**EXERCISE DIRECTIONS**
Reproduce the rows starting with the line that contains "Put one point on each instance of the car roof." and going on through the last row, substituting "dot" for each occurrence of "marker" and leaving all other text unchanged.

**PROVIDED RECORDS**
________________________________________

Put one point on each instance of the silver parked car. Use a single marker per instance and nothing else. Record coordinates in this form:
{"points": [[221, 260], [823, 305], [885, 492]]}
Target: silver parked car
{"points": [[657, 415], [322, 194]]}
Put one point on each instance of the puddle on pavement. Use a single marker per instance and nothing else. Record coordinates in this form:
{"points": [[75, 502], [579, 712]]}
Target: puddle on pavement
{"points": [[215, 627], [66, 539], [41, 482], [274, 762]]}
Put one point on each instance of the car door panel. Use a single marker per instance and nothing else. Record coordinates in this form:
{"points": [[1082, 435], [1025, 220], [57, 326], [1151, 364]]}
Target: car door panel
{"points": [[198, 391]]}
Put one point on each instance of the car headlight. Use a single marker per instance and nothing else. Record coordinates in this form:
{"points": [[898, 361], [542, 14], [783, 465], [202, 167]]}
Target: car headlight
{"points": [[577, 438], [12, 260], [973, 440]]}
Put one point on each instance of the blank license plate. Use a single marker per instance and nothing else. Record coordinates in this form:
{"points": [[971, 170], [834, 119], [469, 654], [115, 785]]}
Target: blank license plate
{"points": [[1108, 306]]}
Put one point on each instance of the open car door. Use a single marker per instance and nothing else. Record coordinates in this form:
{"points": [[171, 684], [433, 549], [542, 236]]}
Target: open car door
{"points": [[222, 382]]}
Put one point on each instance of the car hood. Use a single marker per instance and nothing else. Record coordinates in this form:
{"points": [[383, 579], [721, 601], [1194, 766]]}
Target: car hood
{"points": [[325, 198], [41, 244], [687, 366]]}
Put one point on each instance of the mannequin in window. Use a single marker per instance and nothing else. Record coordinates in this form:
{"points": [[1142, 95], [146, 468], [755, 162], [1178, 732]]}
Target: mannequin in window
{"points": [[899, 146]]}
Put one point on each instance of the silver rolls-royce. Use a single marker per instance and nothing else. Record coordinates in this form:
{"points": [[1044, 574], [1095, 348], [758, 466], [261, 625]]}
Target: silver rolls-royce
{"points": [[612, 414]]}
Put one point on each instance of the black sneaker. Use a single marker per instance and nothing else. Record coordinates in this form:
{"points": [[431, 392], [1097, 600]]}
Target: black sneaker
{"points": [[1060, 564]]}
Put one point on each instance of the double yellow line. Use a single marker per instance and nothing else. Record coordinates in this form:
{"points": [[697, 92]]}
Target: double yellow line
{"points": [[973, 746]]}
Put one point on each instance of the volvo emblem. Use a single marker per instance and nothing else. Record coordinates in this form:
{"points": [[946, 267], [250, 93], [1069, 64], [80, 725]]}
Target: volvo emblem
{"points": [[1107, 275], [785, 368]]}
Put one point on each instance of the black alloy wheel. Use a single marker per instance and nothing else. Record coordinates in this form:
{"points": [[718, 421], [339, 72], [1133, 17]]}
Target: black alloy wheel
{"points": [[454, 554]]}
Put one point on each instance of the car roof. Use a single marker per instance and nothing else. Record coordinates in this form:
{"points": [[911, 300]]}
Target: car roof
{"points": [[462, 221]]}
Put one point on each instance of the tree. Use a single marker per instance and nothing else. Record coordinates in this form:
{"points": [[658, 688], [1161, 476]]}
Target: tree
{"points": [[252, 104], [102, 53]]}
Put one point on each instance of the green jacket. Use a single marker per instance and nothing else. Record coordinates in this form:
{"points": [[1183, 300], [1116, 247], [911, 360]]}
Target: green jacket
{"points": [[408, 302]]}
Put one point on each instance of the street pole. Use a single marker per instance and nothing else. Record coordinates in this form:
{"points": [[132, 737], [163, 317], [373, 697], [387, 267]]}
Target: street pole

________________________________________

**THE COMPLETED TASK**
Put one point on each instance of the car roof. Use a single dot per instance and nothing else. Record coordinates in this form:
{"points": [[911, 300]]}
Target: car roof
{"points": [[462, 221]]}
Put one point on each instance of the tree. Use a single dot per instance and nothing else. Record coordinates in this form:
{"points": [[658, 688], [1161, 476]]}
Target: tree
{"points": [[252, 104], [102, 53]]}
Put one point on each instance of the green jacket. Use a single dot per instance and nothing else. Record coordinates in this form:
{"points": [[1183, 300], [1116, 247], [911, 360]]}
Target: green jacket
{"points": [[408, 302]]}
Put one point on each instance of the street pole. Use a single dot per instance and nothing else. Record coordinates in this form:
{"points": [[132, 737], [163, 317], [373, 697], [387, 267]]}
Target: street pole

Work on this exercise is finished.